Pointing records
——————

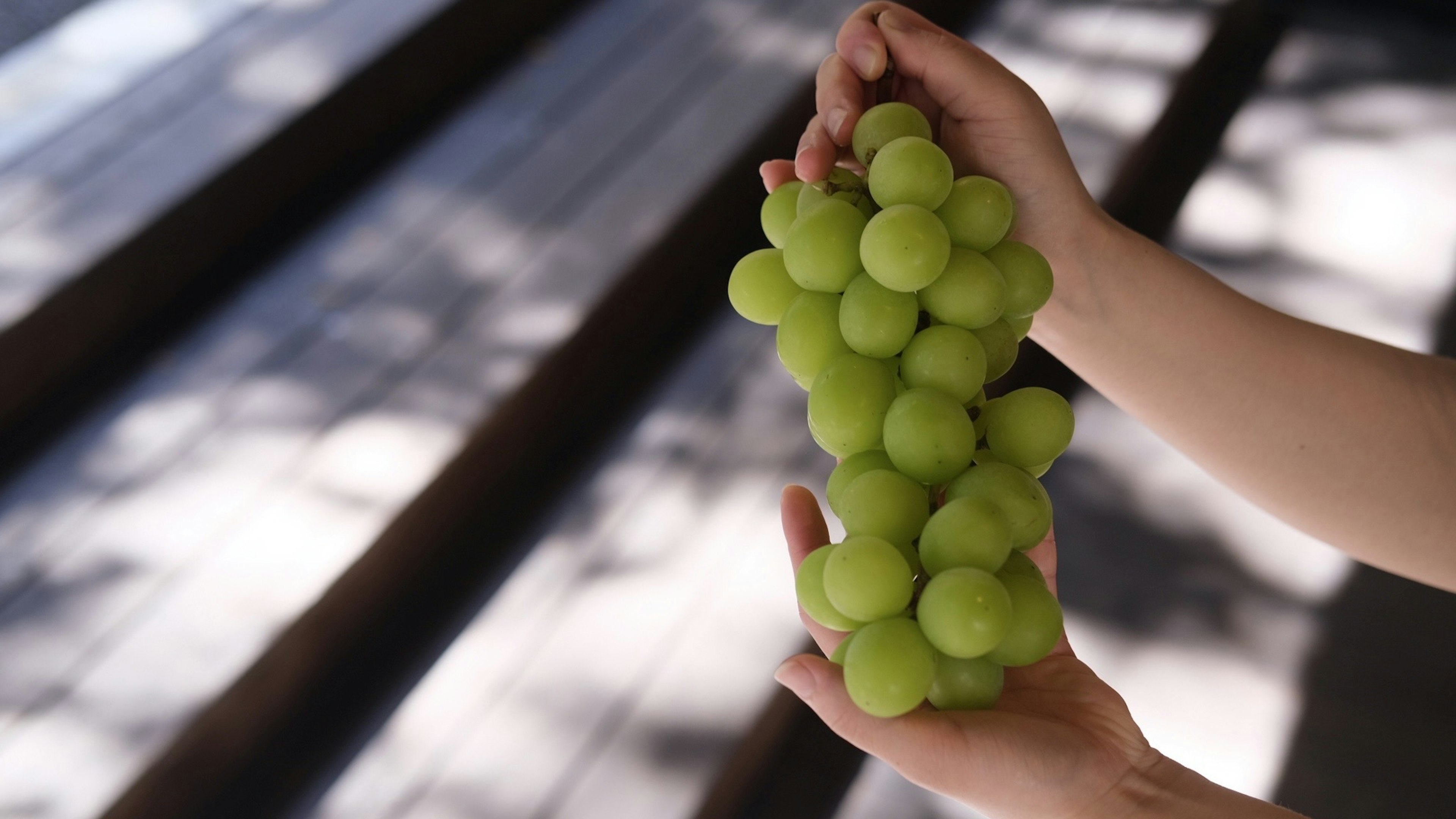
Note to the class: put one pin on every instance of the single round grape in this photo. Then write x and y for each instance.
(1023, 566)
(838, 656)
(905, 248)
(809, 336)
(823, 247)
(890, 667)
(910, 171)
(946, 358)
(848, 403)
(874, 320)
(886, 123)
(1036, 623)
(1030, 426)
(966, 684)
(965, 613)
(977, 213)
(761, 289)
(969, 293)
(970, 532)
(868, 579)
(1028, 278)
(1018, 494)
(778, 212)
(886, 505)
(1001, 344)
(851, 468)
(1021, 327)
(809, 585)
(929, 436)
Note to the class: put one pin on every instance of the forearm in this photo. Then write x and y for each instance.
(1350, 441)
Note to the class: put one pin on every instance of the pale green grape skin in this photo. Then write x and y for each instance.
(890, 667)
(1030, 428)
(809, 336)
(874, 320)
(905, 248)
(977, 213)
(780, 210)
(848, 403)
(1021, 566)
(761, 289)
(809, 585)
(966, 684)
(868, 579)
(1021, 327)
(946, 358)
(1028, 278)
(910, 171)
(966, 532)
(838, 656)
(883, 124)
(1017, 493)
(886, 505)
(1001, 344)
(822, 251)
(1036, 623)
(928, 436)
(965, 613)
(851, 468)
(969, 293)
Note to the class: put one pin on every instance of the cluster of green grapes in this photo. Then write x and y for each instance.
(897, 297)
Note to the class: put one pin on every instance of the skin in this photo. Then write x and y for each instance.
(1347, 439)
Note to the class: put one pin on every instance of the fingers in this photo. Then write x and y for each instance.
(820, 684)
(839, 98)
(777, 173)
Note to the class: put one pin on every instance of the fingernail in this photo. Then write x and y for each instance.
(867, 62)
(835, 120)
(797, 678)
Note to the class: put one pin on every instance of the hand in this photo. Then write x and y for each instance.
(1059, 744)
(986, 119)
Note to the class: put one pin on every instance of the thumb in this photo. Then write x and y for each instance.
(899, 741)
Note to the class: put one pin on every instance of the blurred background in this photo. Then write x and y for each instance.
(376, 439)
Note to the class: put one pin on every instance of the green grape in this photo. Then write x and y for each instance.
(874, 320)
(778, 212)
(970, 532)
(1028, 278)
(910, 171)
(851, 468)
(809, 336)
(1001, 344)
(1021, 327)
(1030, 426)
(761, 289)
(969, 293)
(823, 247)
(886, 505)
(929, 436)
(966, 684)
(1036, 623)
(946, 358)
(838, 658)
(809, 585)
(886, 123)
(905, 248)
(1021, 566)
(965, 613)
(890, 667)
(868, 579)
(1018, 494)
(977, 213)
(848, 404)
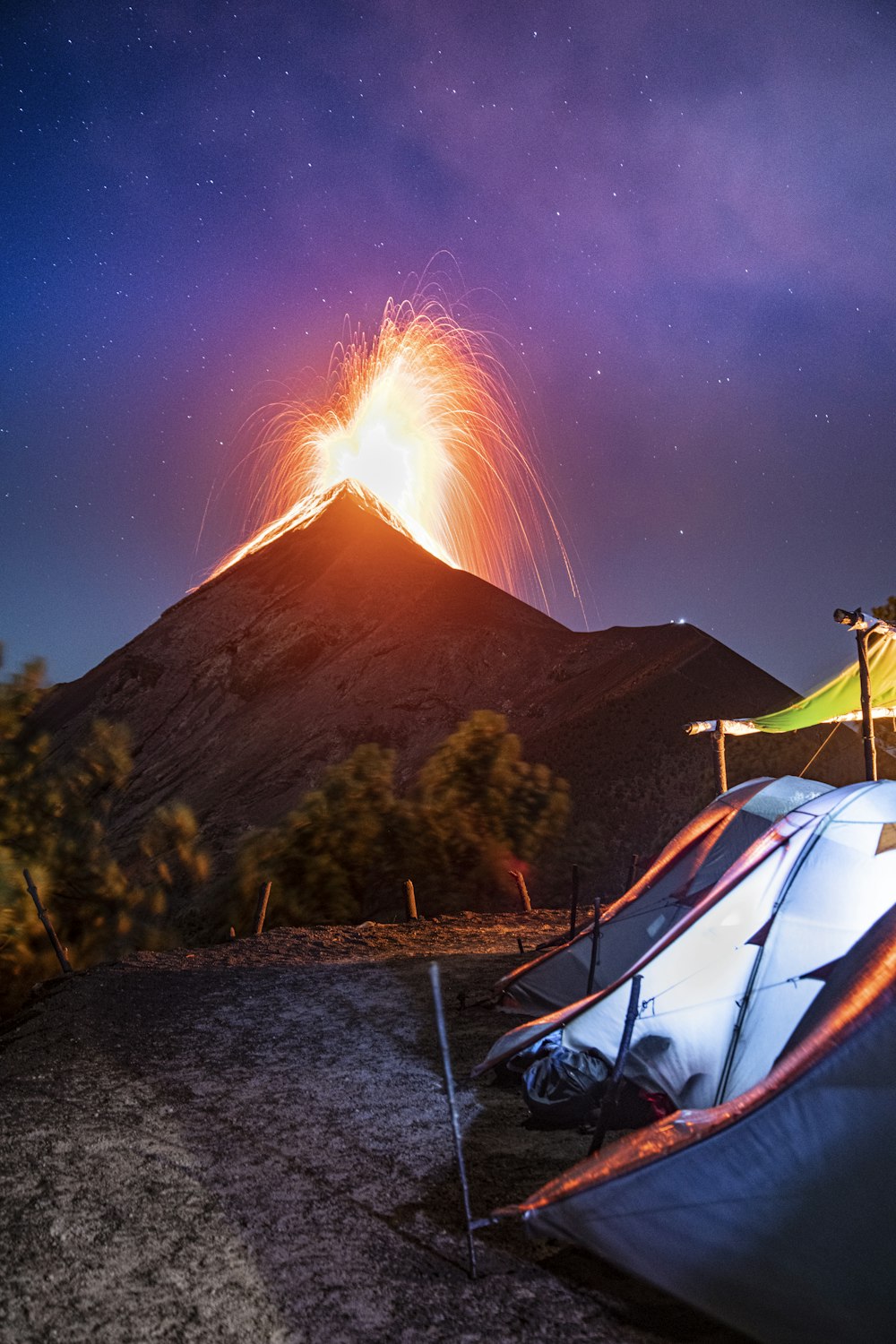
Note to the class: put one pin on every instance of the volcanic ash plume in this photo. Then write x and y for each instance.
(419, 416)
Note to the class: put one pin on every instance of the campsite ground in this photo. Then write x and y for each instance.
(252, 1142)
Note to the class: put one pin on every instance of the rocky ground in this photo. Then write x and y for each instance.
(252, 1142)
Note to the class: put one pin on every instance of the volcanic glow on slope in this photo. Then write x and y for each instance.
(421, 417)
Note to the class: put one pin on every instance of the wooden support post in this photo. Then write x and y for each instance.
(45, 919)
(410, 900)
(455, 1125)
(868, 723)
(614, 1086)
(521, 887)
(573, 900)
(595, 945)
(261, 908)
(719, 758)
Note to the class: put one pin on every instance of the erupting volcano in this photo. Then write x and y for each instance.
(421, 417)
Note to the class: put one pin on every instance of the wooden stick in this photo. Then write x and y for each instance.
(868, 723)
(45, 919)
(573, 900)
(410, 900)
(614, 1086)
(261, 908)
(455, 1128)
(719, 760)
(595, 945)
(521, 887)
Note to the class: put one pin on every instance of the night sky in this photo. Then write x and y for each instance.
(678, 218)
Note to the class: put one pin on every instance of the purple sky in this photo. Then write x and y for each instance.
(680, 218)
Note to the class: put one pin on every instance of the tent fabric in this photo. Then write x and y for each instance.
(841, 695)
(775, 1211)
(686, 868)
(719, 1002)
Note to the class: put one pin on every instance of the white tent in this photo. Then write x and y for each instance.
(774, 1211)
(694, 860)
(724, 988)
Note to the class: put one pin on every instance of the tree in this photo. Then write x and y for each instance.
(481, 809)
(338, 851)
(474, 811)
(54, 820)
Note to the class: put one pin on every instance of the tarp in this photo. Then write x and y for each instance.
(837, 699)
(775, 1211)
(694, 860)
(724, 988)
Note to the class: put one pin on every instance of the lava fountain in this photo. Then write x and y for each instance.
(419, 414)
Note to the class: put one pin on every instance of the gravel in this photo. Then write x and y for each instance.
(252, 1142)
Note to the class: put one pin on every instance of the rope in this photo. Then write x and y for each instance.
(818, 752)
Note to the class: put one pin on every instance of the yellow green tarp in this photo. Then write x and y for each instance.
(842, 694)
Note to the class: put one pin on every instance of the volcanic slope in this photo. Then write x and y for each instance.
(344, 631)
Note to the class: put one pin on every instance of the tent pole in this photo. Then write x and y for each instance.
(573, 900)
(719, 758)
(868, 722)
(595, 945)
(614, 1086)
(435, 980)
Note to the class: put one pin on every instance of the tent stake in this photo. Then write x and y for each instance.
(573, 900)
(868, 723)
(410, 900)
(261, 908)
(614, 1086)
(45, 919)
(595, 945)
(521, 887)
(455, 1128)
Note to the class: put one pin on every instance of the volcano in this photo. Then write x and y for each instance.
(346, 631)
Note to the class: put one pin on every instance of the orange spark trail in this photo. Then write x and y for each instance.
(422, 417)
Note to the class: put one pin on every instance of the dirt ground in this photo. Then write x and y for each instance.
(252, 1142)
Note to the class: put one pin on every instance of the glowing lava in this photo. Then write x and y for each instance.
(421, 417)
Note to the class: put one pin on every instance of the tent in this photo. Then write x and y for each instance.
(724, 988)
(685, 870)
(774, 1211)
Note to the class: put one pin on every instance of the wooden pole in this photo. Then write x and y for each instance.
(595, 945)
(45, 919)
(614, 1086)
(410, 900)
(261, 908)
(573, 900)
(521, 887)
(719, 760)
(452, 1101)
(868, 723)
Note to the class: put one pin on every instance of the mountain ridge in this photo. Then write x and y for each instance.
(344, 632)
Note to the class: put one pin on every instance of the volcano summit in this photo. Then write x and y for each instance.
(343, 631)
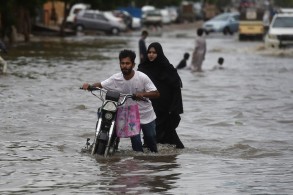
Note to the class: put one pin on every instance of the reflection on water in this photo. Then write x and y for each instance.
(236, 126)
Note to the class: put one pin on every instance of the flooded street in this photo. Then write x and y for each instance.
(237, 123)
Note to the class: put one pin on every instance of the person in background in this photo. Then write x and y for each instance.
(169, 106)
(142, 46)
(220, 64)
(199, 52)
(3, 63)
(183, 62)
(129, 81)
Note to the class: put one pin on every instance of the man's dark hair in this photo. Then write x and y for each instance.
(200, 31)
(144, 33)
(127, 53)
(186, 56)
(220, 60)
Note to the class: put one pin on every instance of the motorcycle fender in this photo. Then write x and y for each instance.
(103, 136)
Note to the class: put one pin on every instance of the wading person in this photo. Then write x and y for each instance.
(129, 81)
(183, 62)
(142, 46)
(169, 106)
(3, 63)
(199, 52)
(220, 64)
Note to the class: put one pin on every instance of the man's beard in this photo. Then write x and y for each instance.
(126, 72)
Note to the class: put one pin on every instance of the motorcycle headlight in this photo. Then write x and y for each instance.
(110, 106)
(108, 115)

——————

__WHAT YOU SHOULD DO__:
From the line containing "the wooden pole" down to the last line of the data, print every line exactly and nothing else. Pictures stay out of the copy.

__WRITTEN REPLY__:
Note to the class: put one pin on every instance of the wooden pole in this photo. Then write x and y for each instance.
(595, 945)
(45, 919)
(614, 1086)
(410, 900)
(261, 908)
(573, 900)
(521, 887)
(719, 760)
(452, 1101)
(868, 723)
Note to the class: put one pin on every instance of the mountain ridge in this photo. Then write x and y for each instance.
(344, 632)
Note to the class: put one pin on every instance of the volcano summit in this photo. Then write x and y for each instance.
(343, 631)
Note to the class: put one pin on every instance of the reflection on water in this photo. Then write x and y for each instance.
(236, 126)
Note to the class: put one pin on every instance of the flooded street in this photo. Then write x and y for each instance.
(237, 123)
Note to the class: put one pin on every instance of the person in background in this photo. Then write x and y for each instance.
(169, 106)
(142, 46)
(220, 64)
(199, 52)
(3, 63)
(183, 62)
(129, 81)
Note to the class: put one pin on every instance of the man's dark hair in this photo. Then write x and y for each instance.
(200, 31)
(144, 33)
(127, 53)
(186, 56)
(220, 60)
Note to the class: put one pin on every instance of the motorcycle fender in this photo. Then write x and y for each instance.
(103, 136)
Note to the class: put one pin on every instance of the wading person in this photo. Then write x and y for each instance.
(129, 81)
(183, 62)
(142, 46)
(169, 106)
(3, 63)
(199, 52)
(220, 64)
Note to the class: put one pin on every instance of the man's beard in this photo. Then write x and y for each instance.
(126, 72)
Note to the class: put one pin on every instance of the motorcycle headlight in this photo. Then write x and y for each instance.
(110, 106)
(108, 115)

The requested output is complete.